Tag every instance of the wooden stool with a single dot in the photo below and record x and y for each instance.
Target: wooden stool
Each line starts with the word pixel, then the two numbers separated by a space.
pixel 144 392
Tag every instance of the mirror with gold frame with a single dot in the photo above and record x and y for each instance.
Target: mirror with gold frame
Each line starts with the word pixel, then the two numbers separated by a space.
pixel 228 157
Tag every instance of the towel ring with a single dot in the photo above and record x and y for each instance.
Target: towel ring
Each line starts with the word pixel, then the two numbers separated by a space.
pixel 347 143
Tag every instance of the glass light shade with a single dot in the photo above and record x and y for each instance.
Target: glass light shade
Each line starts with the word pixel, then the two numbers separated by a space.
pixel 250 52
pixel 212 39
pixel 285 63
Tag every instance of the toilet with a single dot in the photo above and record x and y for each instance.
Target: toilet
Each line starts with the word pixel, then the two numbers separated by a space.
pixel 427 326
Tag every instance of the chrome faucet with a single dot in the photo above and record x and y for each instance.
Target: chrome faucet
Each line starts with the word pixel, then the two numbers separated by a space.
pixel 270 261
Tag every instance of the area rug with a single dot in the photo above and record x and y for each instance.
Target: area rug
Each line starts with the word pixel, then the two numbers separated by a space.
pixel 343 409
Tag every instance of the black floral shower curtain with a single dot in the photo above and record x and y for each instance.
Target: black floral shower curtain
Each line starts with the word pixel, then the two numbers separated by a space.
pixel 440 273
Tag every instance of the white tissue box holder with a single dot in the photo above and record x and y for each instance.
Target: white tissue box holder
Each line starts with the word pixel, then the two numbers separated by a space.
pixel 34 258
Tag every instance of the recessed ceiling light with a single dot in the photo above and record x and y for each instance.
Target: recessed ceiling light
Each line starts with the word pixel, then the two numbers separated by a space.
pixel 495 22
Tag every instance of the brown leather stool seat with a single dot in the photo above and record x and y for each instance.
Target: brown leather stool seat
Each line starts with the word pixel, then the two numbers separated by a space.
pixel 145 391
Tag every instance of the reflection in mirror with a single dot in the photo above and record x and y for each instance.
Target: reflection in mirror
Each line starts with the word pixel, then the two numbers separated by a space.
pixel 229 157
● ● ● ●
» Exercise aim
Rewrite the stretch of the data from the line containing "Tag every instance of the chrome" through the line containing "pixel 270 261", keeping every line, and shift each point coordinate in the answers up by 85.

» Answer to this exercise
Tag every instance of the chrome faucet with a single dot in the photo above and record x and y for each instance.
Target: chrome faucet
Each line starts with the word pixel, then the two numbers separated by a space.
pixel 355 346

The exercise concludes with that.